[Natural language region descriptions]:

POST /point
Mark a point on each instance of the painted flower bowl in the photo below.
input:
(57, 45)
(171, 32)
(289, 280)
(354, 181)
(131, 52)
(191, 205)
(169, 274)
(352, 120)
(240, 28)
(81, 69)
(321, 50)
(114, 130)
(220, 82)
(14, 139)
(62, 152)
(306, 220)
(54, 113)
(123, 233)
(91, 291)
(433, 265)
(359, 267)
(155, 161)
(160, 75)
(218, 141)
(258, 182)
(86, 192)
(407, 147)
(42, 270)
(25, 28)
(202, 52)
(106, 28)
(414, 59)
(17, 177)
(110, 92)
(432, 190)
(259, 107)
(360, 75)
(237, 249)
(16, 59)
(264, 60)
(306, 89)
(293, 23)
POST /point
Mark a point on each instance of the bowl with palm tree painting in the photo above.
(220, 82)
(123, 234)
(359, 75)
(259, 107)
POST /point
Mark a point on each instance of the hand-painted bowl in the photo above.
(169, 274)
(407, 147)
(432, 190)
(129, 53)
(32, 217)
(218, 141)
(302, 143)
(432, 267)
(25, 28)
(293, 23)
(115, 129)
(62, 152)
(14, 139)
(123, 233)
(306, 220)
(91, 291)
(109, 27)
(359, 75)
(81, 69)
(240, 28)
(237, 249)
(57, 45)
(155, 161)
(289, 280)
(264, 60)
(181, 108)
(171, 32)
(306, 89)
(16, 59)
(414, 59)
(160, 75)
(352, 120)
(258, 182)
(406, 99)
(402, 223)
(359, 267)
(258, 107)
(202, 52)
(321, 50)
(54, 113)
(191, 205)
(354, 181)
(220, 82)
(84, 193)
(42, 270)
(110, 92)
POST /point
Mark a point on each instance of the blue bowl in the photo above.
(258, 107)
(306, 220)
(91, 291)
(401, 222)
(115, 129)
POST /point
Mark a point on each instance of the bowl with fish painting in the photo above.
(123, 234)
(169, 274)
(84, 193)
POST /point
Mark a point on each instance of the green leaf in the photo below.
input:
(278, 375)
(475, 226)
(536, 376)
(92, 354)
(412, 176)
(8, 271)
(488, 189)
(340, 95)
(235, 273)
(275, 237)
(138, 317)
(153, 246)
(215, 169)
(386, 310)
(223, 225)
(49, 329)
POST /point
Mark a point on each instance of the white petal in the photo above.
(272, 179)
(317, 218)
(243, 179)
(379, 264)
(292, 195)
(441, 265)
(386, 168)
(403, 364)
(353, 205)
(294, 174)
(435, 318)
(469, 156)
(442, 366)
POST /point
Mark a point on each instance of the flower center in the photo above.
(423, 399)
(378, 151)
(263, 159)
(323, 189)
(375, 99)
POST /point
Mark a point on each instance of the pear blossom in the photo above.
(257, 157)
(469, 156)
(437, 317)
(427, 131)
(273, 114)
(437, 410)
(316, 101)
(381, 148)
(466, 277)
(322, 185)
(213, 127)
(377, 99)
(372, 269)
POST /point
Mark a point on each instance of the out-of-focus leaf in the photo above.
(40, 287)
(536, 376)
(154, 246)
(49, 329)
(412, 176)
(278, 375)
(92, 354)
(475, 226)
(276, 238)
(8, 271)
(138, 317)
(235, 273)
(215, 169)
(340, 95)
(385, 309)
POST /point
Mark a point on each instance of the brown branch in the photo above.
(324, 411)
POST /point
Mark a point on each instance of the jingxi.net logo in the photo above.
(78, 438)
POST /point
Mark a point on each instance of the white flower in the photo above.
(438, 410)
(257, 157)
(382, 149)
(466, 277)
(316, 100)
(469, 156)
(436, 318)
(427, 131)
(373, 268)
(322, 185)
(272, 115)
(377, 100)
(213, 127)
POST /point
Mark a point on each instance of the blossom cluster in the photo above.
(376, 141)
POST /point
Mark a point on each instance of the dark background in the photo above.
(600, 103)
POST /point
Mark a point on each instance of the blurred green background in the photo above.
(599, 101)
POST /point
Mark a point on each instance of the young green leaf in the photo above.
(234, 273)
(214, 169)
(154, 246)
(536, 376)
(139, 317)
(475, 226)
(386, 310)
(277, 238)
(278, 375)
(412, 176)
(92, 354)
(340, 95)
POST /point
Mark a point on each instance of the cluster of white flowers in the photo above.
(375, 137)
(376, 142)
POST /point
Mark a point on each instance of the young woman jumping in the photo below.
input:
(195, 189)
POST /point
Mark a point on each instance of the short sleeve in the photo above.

[Exercise brief]: Tally up the lines in the data that hold the word "below". Only the total should be given.

[Solved problem]: 3